▸ YOUR GOAL
Among the entries below, find the line with "white football helmet", then quote it and each following line up to and including the line with "white football jersey", and nothing else.

▸ SUPPLIED RECORDS
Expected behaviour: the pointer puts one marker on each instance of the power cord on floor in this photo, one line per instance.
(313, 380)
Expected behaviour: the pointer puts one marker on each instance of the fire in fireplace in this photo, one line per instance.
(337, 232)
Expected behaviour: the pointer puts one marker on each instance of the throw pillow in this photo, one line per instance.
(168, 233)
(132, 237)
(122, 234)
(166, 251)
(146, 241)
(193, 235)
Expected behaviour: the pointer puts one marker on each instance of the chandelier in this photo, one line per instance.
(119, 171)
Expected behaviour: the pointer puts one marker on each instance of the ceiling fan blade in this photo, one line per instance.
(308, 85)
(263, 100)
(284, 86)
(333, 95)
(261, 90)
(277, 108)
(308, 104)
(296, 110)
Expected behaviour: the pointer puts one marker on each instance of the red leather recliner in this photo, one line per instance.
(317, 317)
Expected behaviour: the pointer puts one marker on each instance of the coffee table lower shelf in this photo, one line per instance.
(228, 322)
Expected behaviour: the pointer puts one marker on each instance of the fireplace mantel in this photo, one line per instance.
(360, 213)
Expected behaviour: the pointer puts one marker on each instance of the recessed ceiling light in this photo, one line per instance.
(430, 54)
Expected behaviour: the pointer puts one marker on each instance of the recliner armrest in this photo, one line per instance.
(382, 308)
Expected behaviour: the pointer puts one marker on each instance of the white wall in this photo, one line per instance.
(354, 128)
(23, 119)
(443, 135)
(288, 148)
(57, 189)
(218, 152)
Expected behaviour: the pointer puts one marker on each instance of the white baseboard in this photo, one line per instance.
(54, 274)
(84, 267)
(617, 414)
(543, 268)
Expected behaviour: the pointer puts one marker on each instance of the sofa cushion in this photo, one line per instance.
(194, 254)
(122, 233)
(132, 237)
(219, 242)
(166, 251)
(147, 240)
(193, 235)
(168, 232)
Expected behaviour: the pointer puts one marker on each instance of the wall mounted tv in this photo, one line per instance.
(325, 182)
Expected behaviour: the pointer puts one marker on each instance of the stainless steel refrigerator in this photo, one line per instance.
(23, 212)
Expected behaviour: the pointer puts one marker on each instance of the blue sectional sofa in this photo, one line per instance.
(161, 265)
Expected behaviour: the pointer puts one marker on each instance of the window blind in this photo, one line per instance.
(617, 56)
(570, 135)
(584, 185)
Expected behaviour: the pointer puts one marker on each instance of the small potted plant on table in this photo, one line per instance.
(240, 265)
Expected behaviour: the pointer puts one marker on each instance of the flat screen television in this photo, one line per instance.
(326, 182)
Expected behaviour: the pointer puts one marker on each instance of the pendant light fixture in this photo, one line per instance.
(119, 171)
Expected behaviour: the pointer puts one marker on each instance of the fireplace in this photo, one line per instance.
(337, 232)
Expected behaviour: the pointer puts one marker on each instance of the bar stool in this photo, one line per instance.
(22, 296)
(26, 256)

* * *

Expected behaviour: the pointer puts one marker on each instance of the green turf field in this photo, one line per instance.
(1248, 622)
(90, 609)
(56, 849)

--

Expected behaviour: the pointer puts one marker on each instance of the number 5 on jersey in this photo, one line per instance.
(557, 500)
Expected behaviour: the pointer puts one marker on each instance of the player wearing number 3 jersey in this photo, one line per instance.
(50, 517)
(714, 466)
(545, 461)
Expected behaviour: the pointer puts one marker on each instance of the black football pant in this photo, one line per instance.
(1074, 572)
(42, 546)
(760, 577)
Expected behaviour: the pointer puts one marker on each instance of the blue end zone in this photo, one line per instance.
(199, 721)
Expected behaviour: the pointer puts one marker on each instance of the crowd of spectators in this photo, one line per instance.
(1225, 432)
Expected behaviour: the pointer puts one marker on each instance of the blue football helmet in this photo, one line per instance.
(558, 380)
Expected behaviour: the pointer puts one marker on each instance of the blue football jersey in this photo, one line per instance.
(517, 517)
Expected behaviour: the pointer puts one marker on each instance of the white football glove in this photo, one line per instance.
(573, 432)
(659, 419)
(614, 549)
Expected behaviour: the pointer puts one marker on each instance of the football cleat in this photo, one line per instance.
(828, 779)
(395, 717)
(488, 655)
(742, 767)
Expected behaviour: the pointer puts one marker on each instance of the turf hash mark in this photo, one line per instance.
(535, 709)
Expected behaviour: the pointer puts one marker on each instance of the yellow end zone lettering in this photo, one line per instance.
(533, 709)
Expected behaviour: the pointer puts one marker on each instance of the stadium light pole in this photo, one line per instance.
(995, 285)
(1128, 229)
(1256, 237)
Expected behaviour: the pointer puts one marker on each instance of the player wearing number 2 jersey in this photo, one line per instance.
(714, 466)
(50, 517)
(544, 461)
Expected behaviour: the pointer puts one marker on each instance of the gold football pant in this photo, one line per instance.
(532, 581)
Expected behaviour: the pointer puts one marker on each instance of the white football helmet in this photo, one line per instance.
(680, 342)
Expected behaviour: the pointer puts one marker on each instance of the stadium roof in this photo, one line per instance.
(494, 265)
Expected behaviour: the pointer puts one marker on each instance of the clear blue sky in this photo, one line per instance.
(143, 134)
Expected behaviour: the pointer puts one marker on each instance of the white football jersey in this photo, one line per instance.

▸ OUTPUT BELOW
Expected behaviour: the pointer puts one marker on each instance of the white football helmet in this photo, one line per instance.
(680, 342)
Expected behaviour: the pointer puts one marker on each instance of the stadium roof in this photo, one line per instance.
(494, 265)
Expected behaviour: the pointer puts one marker on each instance of the clear blue sky in this photo, one line per instance.
(143, 134)
Expected behaviour: the pointer puts one marker on each instance of the white football jersey in this photo, one line per instance.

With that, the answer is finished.